▶ _Directions_
Reproduce, word for word, the stretch of the prepurchase exam account from "He was an 18" through "of his athleticism.".

▶ _Text shown_
● ● ●

The Prepurchase Exam
One week we had a prepurchase exam scheduled for a warmblood gelding who was being sold to a woman as a jumper for the meager sum of $150,000. We weren't told this exact amount, when horses cost THAT much people didn't generally share the specific numbers with us, we just were told the horse was a significant purchase. But I overheard a cell phone conversation with words to that effect, referring to a $50,000 check with "1 of 3" written in the memo line. When I whispered this amount to the vet I was working for he responded, "we better not miss ANYTHING on this exam...."
He was an 18 hand gelding at one of our bigger show barns. He was a warmblood with feet like sauce platters, jumping beautifully, quietly, and clearing 5'5" oxer fences with a foot and a half to spare. I'm not exaggerating. The seller, if he were to keep the horse, intended to take him as far as he could go, aiming for the World Cup. (An interesting side note: the seller used to be a very western roping cowboy who shod horses for a living, but married into significant money and currently dealt with expensive imported warmbloods rather than cattle horses). The seller had bought the horse and imported him from Canada. The gelding had a massive chest, and he moved very lightly on his feet especially considering his size. People watched the riding portion of the exam with awe, speaking in hushed tones of his athleticism.

● ● ●

▶ _Data records_

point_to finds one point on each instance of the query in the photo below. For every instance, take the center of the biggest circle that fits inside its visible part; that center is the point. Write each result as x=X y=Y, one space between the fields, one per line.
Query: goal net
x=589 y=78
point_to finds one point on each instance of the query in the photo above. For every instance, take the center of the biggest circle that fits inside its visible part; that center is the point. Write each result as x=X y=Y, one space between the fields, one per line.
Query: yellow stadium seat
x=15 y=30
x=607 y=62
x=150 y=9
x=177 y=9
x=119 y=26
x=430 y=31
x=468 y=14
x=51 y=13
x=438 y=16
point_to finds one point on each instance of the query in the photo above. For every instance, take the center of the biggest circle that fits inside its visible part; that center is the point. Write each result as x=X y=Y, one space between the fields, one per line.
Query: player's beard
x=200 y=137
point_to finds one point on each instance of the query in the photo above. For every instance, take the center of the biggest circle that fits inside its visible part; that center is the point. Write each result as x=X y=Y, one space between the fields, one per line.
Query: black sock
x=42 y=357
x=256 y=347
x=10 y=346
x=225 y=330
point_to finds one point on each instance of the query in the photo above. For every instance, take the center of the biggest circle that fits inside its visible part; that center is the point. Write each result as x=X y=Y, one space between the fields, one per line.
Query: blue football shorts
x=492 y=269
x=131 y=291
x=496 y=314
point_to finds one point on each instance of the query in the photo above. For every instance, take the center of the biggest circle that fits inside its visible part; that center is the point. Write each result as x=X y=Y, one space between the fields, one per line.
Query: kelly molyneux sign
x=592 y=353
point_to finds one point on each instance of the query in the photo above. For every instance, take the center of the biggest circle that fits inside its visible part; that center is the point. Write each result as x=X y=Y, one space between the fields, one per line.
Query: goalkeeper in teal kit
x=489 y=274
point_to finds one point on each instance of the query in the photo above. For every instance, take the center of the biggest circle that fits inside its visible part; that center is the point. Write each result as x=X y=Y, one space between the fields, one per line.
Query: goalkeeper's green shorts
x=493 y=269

● ● ●

▶ _Response area_
He was an 18 hand gelding at one of our bigger show barns. He was a warmblood with feet like sauce platters, jumping beautifully, quietly, and clearing 5'5" oxer fences with a foot and a half to spare. I'm not exaggerating. The seller, if he were to keep the horse, intended to take him as far as he could go, aiming for the World Cup. (An interesting side note: the seller used to be a very western roping cowboy who shod horses for a living, but married into significant money and currently dealt with expensive imported warmbloods rather than cattle horses). The seller had bought the horse and imported him from Canada. The gelding had a massive chest, and he moved very lightly on his feet especially considering his size. People watched the riding portion of the exam with awe, speaking in hushed tones of his athleticism.